* START Records for the task *

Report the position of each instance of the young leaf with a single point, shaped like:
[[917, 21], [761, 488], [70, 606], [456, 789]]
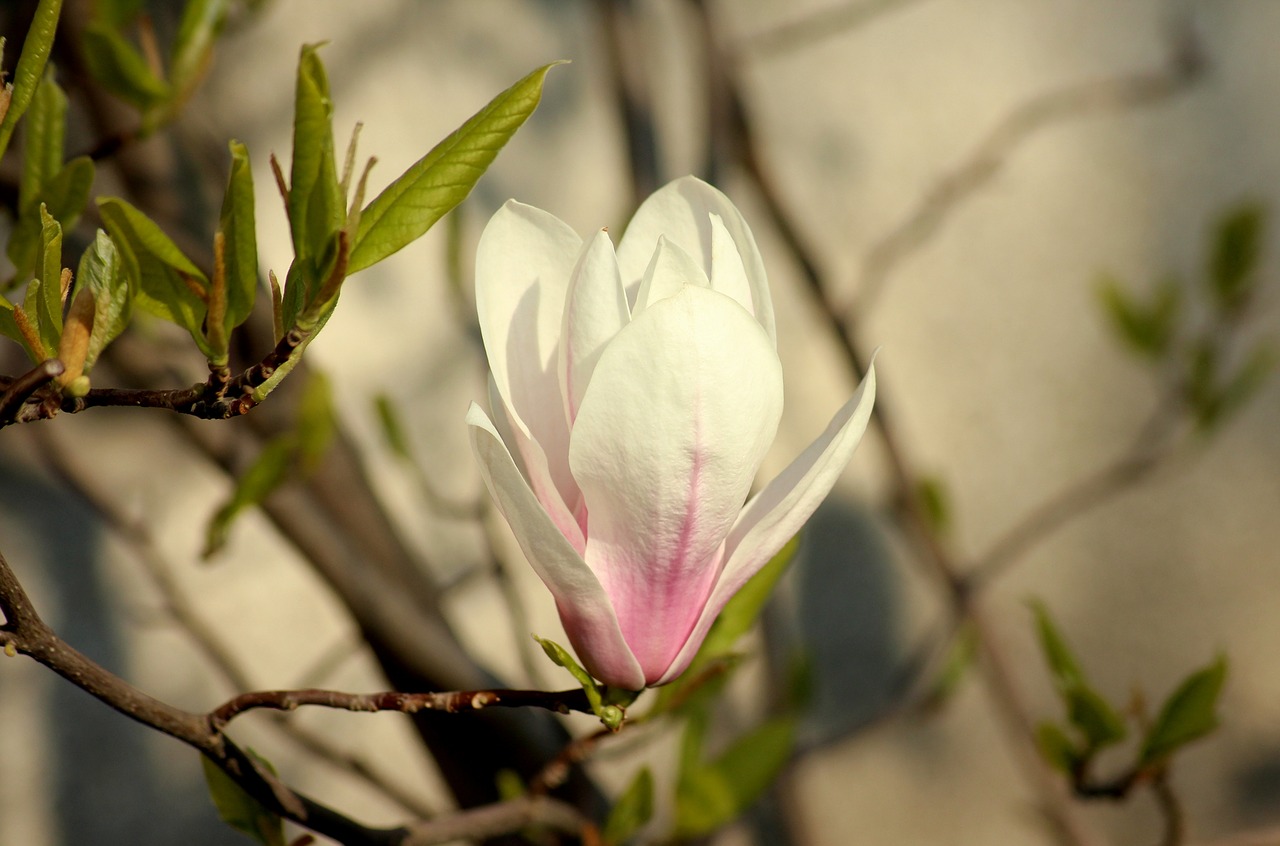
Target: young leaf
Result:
[[31, 65], [1188, 714], [440, 179], [1147, 329], [168, 284], [119, 67], [741, 612], [240, 242], [709, 796], [193, 45], [1237, 246], [63, 196], [315, 201], [631, 812], [103, 273], [238, 809], [44, 132], [49, 277], [268, 472]]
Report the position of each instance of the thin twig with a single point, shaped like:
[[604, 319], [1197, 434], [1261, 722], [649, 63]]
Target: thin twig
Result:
[[1072, 103], [24, 631], [451, 702]]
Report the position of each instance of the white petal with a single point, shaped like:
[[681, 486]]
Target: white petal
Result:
[[681, 211], [595, 309], [524, 263], [681, 408], [781, 508], [728, 275], [670, 269], [584, 607]]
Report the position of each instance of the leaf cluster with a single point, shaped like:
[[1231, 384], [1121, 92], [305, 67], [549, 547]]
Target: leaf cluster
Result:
[[1093, 723], [1191, 332]]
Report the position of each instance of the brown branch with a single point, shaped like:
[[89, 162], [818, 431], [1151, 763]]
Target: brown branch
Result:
[[452, 702], [1125, 92], [24, 632]]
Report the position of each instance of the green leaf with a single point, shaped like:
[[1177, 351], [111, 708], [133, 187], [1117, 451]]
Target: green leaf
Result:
[[1057, 749], [64, 197], [1188, 714], [119, 67], [1087, 710], [103, 273], [1095, 717], [238, 809], [741, 612], [1234, 257], [44, 132], [49, 283], [315, 423], [440, 179], [268, 472], [168, 283], [631, 812], [393, 430], [31, 65], [1148, 329], [709, 796], [315, 201], [193, 45], [9, 327], [240, 246], [750, 764]]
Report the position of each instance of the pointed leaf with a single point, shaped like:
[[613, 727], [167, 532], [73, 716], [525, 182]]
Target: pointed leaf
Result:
[[268, 472], [49, 277], [444, 177], [1087, 710], [193, 45], [44, 131], [238, 809], [168, 284], [315, 201], [64, 197], [103, 273], [240, 236], [1237, 246], [1188, 714], [31, 65], [119, 67], [631, 812]]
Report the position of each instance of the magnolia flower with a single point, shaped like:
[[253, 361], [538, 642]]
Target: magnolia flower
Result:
[[634, 396]]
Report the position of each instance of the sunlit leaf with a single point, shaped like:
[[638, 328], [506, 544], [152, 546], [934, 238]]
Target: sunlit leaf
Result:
[[1188, 714], [1237, 247], [169, 284], [120, 68], [101, 271], [631, 812], [193, 45], [31, 65], [240, 236], [444, 177]]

* END Records for the task *

* Task directions
Copy out all of the items above word for word, leaving out the pictures.

* The answer
Report the position of each instance of the young leaf with a single point, shaped like:
[[917, 21], [761, 488], [70, 606], [456, 789]]
Target: young leaf
Result:
[[31, 65], [1188, 714], [440, 179], [1147, 329], [168, 284], [119, 67], [741, 612], [240, 242], [709, 796], [193, 45], [1237, 246], [63, 196], [315, 201], [631, 812], [103, 273], [238, 809], [44, 132], [49, 277], [268, 472]]
Report the position of each instance of the thin twig with a single point, shaped like:
[[604, 319], [1197, 434], [1261, 722], [649, 63]]
Target: thin twig
Result:
[[1072, 103], [24, 631], [451, 702]]
Report the position of each instance of the white petal with a single point, shaped like:
[[681, 486]]
Target: white petal
Result:
[[681, 211], [595, 309], [524, 263], [681, 408], [781, 508], [728, 275], [670, 269], [584, 607]]
Report the position of each instance of the leaf cluster with a single point, shaped like:
[[1231, 384], [1121, 92], [305, 67], [549, 547]]
Target: leaf cluster
Result:
[[1093, 723], [1191, 332]]
Report the position of each instance of the brown branch with a single point, shaped like:
[[89, 162], [818, 431], [1151, 763]]
Target: brown branch
Result:
[[452, 702], [1125, 92], [24, 632]]
Report the position of each instance of the green leaf with a single point, shaped like:
[[1177, 351], [111, 708], [133, 187], [1117, 451]]
Target: green leaf
Result:
[[1057, 749], [64, 197], [1188, 714], [119, 67], [1087, 710], [103, 273], [1095, 717], [238, 809], [741, 612], [1234, 257], [44, 132], [49, 283], [315, 423], [440, 179], [268, 472], [168, 283], [631, 812], [393, 430], [31, 65], [1148, 329], [709, 796], [315, 201], [193, 45], [9, 327], [240, 246], [750, 764]]
Report the position of each instance of the pointed leaf with a single point, shaped like:
[[613, 727], [167, 532], [73, 716], [525, 182]]
Target: pointed leaf
Result:
[[268, 472], [49, 277], [444, 177], [1087, 710], [193, 45], [44, 131], [238, 809], [168, 284], [315, 201], [64, 197], [103, 273], [240, 236], [1237, 246], [1188, 714], [31, 65], [119, 67], [631, 812]]
Report the position of each instance of the magnolia flower with a single point, shaped like:
[[253, 361], [538, 642]]
Target: magnolia flower
Result:
[[634, 396]]
Report the position of each instance of the sunlit leaf with a single point, shaped like:
[[638, 328], [506, 544], [152, 546], [934, 238]]
Target: sunlit leaf
Result:
[[1188, 714], [1237, 247], [169, 284], [120, 68], [101, 271], [631, 812], [193, 45], [31, 65], [240, 236], [444, 177]]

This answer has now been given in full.